* start RECORDS FOR PROCESSING *

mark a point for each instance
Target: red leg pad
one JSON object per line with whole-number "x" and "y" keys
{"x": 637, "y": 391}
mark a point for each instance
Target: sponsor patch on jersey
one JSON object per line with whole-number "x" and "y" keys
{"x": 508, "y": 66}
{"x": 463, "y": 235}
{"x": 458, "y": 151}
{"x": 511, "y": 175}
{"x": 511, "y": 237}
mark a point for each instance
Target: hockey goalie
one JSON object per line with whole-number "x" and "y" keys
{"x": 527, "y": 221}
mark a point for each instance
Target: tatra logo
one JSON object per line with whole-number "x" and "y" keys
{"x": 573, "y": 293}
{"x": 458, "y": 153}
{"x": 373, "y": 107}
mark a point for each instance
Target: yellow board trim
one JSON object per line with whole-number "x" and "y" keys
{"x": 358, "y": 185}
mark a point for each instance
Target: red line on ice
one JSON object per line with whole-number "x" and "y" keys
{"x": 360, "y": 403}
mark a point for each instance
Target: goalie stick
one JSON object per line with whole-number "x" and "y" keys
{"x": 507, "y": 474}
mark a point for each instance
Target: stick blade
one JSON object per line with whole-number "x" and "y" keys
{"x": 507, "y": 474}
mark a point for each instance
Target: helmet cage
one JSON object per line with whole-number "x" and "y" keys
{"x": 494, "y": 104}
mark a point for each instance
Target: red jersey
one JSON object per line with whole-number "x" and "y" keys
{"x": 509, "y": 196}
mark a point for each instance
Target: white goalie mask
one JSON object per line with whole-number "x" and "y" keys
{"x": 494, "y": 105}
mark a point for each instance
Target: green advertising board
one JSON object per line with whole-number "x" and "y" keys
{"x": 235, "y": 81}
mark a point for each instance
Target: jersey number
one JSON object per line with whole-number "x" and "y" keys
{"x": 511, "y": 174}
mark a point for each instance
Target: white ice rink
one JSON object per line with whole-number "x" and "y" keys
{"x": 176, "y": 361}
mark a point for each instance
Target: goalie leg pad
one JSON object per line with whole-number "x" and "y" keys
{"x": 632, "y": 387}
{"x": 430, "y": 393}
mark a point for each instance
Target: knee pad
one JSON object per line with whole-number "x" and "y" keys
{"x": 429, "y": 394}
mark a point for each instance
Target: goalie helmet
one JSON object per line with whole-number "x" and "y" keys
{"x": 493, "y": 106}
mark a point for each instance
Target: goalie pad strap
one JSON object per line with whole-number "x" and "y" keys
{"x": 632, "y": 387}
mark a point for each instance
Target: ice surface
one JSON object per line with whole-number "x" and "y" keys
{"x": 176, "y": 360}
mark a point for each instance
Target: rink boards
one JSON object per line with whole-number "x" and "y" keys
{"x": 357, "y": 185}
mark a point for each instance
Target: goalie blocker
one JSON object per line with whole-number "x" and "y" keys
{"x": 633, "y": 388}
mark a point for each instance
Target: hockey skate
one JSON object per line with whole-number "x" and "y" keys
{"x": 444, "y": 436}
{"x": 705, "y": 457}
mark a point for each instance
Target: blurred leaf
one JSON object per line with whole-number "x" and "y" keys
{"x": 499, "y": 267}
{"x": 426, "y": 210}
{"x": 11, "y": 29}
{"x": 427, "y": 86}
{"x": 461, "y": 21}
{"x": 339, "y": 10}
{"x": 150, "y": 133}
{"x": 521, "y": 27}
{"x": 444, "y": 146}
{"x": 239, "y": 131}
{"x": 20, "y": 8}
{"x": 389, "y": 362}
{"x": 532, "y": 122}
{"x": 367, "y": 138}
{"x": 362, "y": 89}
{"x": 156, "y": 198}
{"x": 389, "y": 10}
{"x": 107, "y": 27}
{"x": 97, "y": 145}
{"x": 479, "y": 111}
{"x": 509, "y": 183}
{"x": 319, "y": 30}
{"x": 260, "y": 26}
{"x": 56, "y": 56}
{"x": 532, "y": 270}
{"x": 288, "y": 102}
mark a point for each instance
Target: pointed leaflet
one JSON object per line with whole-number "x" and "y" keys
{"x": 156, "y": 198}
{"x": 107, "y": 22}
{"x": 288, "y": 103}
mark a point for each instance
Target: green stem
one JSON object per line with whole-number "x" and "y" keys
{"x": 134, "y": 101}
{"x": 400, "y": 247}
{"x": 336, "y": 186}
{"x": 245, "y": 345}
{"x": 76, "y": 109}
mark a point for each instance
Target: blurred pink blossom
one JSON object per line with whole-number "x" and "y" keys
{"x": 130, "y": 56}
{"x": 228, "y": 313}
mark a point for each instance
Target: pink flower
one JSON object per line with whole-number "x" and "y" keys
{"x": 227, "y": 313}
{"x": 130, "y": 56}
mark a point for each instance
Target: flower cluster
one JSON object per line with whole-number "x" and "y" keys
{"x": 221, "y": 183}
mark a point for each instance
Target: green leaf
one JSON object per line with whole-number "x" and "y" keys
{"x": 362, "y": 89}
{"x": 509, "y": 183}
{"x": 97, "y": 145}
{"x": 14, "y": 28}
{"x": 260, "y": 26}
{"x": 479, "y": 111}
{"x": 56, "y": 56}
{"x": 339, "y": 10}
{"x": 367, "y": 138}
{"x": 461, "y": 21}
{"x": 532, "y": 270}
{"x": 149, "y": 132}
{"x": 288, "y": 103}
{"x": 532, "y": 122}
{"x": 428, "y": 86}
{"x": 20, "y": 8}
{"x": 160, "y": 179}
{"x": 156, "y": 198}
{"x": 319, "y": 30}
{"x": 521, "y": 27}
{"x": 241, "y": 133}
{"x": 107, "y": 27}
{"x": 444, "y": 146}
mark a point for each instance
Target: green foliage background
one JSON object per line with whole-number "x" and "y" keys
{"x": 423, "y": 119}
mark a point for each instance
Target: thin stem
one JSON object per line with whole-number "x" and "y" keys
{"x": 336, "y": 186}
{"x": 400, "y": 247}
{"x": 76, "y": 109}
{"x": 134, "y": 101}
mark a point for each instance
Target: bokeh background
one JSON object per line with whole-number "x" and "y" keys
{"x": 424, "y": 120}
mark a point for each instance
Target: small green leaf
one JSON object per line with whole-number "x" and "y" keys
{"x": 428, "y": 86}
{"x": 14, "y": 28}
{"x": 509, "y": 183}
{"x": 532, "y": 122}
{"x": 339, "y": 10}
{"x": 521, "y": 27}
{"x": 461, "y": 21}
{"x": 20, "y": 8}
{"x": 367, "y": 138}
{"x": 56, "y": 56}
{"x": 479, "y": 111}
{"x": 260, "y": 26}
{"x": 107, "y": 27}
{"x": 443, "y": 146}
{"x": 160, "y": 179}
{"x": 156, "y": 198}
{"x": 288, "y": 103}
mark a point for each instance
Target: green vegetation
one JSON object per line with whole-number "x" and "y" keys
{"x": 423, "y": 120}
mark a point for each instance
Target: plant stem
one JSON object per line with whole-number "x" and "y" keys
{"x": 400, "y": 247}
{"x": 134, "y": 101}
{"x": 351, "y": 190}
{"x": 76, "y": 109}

* end RECORDS FOR PROCESSING *

◆ WHAT YOU WILL DO ◆
Please copy out each line from the rows above that contains the word "green". Case counts.

◆ REPLY TO THE TASK ◆
Target: green advertising board
Target: green stem
Target: green leaf
Target: green foliage background
Target: small green leaf
Target: green vegetation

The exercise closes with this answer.